**JOB**
Reproduce exactly the lines below, starting with the line that contains "Drop a marker" and ending with the last line of the records, both included, and nothing else.
— Start —
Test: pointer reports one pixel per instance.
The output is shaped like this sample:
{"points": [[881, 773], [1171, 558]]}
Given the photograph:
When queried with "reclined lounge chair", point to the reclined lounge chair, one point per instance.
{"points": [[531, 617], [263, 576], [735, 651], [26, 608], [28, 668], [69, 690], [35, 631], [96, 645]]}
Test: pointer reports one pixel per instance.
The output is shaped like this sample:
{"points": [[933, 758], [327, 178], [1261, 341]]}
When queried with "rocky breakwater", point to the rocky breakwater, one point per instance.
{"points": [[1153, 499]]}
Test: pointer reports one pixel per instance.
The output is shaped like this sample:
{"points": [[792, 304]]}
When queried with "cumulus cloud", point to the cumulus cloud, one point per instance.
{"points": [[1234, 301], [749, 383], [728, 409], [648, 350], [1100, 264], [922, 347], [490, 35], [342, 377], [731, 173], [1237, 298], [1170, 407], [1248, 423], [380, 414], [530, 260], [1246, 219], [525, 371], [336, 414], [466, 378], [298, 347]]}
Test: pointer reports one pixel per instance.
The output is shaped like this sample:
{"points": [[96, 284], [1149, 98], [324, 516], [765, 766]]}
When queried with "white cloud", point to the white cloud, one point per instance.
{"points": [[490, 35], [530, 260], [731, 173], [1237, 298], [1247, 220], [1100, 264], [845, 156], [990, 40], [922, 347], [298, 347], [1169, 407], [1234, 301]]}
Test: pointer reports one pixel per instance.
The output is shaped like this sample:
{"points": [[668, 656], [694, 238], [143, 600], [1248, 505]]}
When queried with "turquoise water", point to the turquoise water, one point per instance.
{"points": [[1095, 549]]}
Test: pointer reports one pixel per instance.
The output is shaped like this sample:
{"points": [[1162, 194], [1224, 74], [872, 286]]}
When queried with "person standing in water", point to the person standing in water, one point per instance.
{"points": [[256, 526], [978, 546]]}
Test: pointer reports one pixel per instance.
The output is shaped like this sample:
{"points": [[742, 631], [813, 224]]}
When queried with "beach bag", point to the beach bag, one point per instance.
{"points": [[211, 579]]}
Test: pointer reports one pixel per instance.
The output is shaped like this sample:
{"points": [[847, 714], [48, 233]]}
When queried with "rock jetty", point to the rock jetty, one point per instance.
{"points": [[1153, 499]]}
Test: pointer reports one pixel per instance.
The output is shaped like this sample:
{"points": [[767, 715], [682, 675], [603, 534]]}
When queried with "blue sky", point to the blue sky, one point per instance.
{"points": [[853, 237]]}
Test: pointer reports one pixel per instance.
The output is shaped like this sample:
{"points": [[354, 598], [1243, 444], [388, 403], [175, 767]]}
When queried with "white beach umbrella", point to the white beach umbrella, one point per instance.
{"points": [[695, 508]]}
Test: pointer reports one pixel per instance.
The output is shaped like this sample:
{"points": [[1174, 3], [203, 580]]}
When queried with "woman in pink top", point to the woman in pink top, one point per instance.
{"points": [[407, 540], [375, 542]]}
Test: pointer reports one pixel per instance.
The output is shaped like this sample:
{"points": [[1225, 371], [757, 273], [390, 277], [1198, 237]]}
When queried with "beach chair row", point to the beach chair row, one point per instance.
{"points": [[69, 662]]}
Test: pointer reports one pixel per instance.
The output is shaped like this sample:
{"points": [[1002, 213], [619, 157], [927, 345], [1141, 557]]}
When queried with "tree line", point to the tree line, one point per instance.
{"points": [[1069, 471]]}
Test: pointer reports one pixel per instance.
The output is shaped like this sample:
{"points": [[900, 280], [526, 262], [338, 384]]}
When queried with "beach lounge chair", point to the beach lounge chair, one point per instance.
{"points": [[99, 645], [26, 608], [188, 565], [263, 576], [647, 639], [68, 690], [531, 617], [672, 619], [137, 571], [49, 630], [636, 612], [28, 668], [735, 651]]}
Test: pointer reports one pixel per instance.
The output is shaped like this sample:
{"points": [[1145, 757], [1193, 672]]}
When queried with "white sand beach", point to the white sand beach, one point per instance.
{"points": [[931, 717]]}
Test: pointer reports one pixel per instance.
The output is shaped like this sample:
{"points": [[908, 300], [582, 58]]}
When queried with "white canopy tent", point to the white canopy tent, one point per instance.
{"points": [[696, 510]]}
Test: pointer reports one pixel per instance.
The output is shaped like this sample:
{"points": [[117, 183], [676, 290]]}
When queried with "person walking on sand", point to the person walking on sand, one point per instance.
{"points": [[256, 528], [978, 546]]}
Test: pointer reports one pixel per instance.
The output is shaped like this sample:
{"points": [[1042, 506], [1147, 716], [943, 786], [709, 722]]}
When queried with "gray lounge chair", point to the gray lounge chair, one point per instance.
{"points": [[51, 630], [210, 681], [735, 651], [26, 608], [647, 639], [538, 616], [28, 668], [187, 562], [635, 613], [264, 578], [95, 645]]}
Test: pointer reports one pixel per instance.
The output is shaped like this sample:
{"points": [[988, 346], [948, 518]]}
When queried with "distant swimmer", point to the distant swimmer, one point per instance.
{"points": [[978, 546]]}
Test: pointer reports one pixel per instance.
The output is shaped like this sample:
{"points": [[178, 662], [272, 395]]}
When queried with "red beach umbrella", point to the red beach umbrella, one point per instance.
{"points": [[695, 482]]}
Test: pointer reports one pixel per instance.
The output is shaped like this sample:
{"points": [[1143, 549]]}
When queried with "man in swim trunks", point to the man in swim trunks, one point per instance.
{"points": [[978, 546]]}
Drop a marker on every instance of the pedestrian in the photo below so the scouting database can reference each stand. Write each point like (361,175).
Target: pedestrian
— End —
**EXPECTED ANSWER**
Drop a marker on every instance of the pedestrian in the photo below so the scouting database can reference each stand. Write each point like (361,175).
Target: pedestrian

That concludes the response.